Extracted records
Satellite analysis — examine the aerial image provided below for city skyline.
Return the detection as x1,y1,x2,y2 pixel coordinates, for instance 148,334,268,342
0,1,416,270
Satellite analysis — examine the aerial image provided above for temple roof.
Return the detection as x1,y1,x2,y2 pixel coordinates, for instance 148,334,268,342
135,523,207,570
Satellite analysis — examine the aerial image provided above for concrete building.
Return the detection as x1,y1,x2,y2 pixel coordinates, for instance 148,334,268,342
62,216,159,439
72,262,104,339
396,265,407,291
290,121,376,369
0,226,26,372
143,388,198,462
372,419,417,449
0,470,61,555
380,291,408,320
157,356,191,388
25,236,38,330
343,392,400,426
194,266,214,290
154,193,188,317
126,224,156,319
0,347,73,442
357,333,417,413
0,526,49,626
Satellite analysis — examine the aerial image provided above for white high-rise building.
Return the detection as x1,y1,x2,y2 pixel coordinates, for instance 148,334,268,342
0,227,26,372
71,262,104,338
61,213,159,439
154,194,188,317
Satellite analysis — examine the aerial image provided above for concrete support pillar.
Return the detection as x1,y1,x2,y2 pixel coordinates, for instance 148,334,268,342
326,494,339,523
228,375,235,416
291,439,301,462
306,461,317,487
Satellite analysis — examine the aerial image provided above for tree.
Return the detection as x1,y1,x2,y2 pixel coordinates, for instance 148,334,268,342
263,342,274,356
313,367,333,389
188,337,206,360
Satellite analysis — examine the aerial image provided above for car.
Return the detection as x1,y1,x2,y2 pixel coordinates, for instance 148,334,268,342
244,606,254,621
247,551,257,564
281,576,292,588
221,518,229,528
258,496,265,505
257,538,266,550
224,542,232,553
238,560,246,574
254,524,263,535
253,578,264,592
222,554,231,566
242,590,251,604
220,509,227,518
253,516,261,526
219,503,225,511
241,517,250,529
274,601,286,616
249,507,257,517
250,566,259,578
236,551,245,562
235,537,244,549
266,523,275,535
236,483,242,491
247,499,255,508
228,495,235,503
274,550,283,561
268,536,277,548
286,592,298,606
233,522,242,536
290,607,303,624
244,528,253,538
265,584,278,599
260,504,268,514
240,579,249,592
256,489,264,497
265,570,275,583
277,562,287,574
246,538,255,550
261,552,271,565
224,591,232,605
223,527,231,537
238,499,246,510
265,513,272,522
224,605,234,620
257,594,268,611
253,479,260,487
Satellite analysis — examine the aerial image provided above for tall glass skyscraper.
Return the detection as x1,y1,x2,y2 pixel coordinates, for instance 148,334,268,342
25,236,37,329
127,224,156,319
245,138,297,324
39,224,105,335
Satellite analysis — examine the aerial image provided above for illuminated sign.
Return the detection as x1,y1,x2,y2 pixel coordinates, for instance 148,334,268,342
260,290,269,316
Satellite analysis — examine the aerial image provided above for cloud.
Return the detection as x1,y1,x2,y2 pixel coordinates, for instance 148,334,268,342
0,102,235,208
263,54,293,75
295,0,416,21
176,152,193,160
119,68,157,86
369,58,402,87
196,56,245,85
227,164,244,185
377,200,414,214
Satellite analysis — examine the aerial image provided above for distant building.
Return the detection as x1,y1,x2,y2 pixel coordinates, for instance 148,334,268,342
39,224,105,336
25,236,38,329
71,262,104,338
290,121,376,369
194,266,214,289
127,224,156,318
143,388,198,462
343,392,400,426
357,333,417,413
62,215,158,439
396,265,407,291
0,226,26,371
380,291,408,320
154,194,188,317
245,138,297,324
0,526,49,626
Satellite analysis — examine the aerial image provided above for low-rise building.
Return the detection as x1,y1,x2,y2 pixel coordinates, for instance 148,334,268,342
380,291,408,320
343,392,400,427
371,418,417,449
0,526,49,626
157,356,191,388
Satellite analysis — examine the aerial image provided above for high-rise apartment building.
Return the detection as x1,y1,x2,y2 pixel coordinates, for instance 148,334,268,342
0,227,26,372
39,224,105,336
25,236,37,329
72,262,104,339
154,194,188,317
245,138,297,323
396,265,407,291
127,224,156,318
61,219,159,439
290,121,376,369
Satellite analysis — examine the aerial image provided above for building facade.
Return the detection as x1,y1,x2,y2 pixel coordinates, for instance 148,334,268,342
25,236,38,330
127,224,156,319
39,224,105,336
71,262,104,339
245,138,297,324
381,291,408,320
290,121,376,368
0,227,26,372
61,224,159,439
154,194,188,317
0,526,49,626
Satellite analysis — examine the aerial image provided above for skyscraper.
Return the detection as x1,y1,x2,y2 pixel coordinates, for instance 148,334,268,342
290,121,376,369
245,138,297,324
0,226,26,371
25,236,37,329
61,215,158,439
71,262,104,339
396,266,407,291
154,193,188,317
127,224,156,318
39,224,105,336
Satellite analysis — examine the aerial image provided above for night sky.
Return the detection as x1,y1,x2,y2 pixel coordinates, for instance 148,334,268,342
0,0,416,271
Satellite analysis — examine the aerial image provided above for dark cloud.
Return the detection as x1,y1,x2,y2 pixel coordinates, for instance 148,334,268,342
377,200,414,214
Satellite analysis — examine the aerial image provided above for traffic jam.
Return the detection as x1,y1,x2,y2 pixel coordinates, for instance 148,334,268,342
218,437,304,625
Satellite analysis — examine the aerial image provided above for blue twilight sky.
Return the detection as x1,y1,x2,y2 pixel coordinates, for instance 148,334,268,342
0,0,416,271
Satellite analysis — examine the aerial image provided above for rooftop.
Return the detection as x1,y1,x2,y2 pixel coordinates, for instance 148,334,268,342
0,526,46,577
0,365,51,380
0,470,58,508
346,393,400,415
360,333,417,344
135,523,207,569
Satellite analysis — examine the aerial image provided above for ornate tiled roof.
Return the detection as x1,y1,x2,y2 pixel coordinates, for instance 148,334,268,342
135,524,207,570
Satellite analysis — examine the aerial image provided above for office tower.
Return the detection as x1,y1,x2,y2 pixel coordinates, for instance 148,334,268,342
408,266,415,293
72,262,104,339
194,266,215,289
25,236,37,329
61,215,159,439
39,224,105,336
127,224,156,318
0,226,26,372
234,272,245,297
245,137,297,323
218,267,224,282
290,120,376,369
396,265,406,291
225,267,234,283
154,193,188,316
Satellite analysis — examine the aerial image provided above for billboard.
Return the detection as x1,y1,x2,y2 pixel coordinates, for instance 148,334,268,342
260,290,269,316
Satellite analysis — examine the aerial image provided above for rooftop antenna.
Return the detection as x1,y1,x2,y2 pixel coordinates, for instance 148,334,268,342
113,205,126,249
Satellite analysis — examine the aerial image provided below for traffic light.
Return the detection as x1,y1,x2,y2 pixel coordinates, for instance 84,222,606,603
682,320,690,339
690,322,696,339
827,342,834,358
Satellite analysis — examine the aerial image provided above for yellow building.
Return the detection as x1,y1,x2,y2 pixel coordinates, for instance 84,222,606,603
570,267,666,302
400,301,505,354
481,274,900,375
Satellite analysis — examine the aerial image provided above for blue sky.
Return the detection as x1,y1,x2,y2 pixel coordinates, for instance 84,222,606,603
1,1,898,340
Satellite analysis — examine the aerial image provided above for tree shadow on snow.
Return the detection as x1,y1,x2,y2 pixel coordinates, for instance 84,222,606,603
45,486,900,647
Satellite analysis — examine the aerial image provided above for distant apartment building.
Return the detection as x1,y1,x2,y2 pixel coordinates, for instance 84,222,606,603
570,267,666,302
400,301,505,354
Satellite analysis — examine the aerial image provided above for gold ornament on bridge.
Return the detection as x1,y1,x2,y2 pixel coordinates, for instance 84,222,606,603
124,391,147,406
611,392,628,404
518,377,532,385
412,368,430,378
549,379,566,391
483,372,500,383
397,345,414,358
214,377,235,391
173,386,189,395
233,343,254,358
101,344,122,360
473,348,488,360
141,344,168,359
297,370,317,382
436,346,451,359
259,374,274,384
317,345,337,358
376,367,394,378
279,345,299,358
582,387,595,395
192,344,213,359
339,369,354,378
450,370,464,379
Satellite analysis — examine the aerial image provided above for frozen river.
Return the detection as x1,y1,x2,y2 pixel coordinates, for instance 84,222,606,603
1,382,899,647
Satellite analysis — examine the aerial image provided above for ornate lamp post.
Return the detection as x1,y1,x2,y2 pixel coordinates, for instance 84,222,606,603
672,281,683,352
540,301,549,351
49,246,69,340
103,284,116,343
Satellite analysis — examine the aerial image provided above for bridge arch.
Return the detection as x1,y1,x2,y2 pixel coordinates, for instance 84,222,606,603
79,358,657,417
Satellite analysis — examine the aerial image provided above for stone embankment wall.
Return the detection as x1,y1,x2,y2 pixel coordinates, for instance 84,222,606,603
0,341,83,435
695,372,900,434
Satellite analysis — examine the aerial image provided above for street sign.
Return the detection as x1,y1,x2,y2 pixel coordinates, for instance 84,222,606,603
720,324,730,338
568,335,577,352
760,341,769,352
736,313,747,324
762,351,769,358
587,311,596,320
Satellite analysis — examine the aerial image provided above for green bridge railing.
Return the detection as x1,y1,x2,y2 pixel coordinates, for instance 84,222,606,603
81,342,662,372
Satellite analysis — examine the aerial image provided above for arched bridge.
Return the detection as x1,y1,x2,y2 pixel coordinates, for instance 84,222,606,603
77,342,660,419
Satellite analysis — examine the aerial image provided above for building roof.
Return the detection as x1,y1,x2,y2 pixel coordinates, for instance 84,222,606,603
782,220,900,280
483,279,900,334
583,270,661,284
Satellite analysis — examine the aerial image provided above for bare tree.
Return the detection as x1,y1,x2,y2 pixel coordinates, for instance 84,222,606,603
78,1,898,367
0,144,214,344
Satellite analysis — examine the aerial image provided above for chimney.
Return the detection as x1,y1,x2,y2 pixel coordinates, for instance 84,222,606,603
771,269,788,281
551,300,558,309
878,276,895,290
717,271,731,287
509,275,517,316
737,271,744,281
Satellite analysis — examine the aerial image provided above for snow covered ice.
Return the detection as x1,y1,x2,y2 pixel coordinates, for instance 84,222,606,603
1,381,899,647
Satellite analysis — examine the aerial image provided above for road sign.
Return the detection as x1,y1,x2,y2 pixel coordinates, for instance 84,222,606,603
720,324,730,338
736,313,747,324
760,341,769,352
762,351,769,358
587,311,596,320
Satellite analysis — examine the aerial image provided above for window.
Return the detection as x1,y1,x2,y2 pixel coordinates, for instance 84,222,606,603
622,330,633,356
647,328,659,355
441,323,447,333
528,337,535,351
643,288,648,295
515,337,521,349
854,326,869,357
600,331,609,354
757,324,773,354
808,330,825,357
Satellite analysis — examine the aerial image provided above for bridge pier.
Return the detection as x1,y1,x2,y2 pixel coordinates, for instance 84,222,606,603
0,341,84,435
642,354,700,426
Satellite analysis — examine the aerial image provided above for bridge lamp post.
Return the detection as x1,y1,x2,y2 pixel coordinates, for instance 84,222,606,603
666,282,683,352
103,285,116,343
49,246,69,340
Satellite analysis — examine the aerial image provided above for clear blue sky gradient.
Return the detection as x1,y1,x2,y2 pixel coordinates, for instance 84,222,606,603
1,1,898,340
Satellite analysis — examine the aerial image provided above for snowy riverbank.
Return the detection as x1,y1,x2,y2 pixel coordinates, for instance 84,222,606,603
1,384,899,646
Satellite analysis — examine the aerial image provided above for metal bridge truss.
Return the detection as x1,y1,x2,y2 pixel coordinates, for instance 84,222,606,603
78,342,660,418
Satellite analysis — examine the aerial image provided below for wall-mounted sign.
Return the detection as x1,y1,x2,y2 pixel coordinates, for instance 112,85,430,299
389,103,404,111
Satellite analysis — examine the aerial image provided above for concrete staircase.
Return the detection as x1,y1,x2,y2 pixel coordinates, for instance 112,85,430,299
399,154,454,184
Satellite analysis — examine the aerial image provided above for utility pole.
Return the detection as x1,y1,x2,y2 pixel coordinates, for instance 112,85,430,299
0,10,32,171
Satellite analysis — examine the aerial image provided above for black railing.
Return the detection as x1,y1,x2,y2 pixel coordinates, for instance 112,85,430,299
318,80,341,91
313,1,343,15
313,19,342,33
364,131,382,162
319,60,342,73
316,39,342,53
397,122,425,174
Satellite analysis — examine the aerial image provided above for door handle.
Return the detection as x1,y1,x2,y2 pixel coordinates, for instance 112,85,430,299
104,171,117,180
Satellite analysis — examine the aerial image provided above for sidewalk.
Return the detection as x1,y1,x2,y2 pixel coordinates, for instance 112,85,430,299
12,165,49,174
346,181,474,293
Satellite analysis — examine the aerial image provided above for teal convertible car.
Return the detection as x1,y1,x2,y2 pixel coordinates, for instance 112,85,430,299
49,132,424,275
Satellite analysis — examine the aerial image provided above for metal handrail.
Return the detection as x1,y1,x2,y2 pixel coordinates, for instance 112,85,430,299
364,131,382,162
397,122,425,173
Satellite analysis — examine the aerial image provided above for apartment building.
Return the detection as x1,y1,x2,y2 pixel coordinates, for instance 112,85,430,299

*The problem*:
Would you copy exactly the lines from the one that contains "teal convertible car." through the final line of the records above, including both?

*Result for this exercise*:
Satellite analysis — examine the aerial image provided above for teal convertible car.
Return the detection as x1,y1,x2,y2 pixel coordinates, for instance 112,85,430,299
49,132,424,275
Satellite analysis — examine the aerial image provided above for metal handrail.
Return the detection as x1,y1,x2,y2 pixel coordinates, for instance 112,85,430,299
364,131,382,162
397,122,425,173
Satellite analysis — examine the aerial image provided above for apartment building.
Return the detection as x1,y1,x2,y2 pixel coordinates, for instance 112,85,430,299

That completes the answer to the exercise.